» **Exercise requirements**: Rewrite all the records below, replacing every "photograph" with "image" and leaving everything else unchanged. Leave the pictures out.

» **Excerpted data**:

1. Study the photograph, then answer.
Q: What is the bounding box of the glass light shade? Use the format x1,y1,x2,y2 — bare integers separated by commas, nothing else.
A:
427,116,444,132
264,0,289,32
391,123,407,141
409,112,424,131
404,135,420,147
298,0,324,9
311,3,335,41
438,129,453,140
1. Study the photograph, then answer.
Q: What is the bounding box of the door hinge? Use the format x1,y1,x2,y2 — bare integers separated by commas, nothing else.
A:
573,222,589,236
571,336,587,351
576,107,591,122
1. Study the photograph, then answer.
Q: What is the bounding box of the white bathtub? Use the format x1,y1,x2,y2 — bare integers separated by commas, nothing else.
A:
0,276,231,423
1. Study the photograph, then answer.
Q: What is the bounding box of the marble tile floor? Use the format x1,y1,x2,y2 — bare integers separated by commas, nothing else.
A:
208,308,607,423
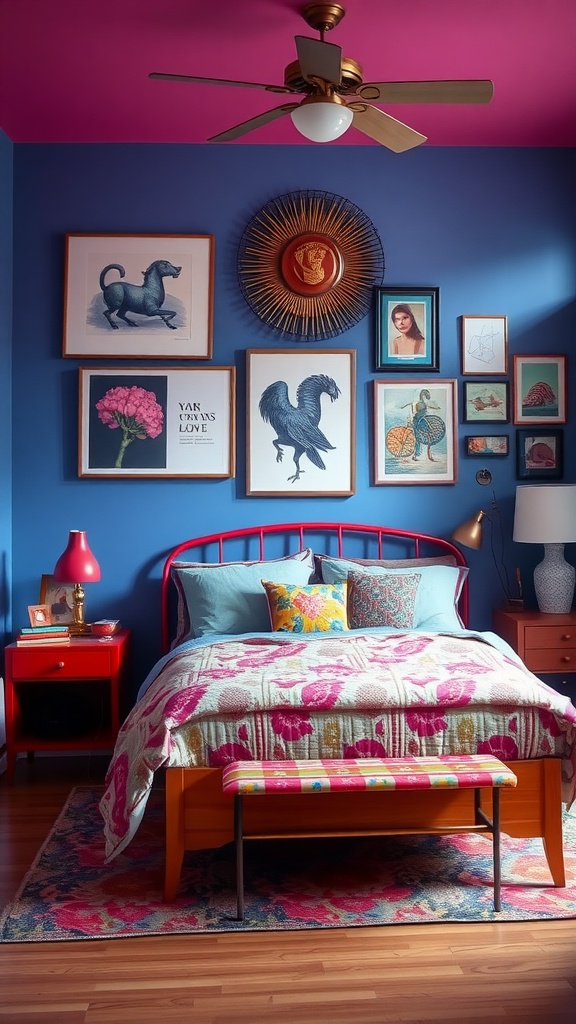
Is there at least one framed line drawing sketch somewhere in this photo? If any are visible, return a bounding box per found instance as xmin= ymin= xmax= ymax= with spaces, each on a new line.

» **Full output**:
1. Study the image, then answer.
Q: What is the bounding box of the glass light shade? Use the format x1,y1,x2,y2 — bare integers separated by commas, nothing else.
A:
427,116,444,132
264,0,289,32
391,123,407,141
409,112,424,131
404,135,420,147
298,0,324,9
311,3,335,41
438,129,453,140
1. Study the image, then answer.
Q: What is the bounding box of the door hinge? Use the format x1,y1,x2,y2 — bare integers separated by commas, nothing else.
A:
573,222,589,236
571,336,587,351
576,107,591,122
1. Study the image, then answer.
Q: What is the bounding box of the white bathtub? Use the format x1,y1,x2,y2 — bare integers separated by commas, nothing else.
A:
0,276,231,423
1. Study the image, then answer.
Q: What is the bounding box of the marble tile floor? Use the format x1,y1,x2,y2 — bare integers separated by commas, nothing else.
A:
208,308,607,423
Is there at least one framed line drawing sketch somewhere in this photo? If any are visible, return a bounding box per found instance as xmin= ymin= xmax= ymax= with spaces, each on a new line.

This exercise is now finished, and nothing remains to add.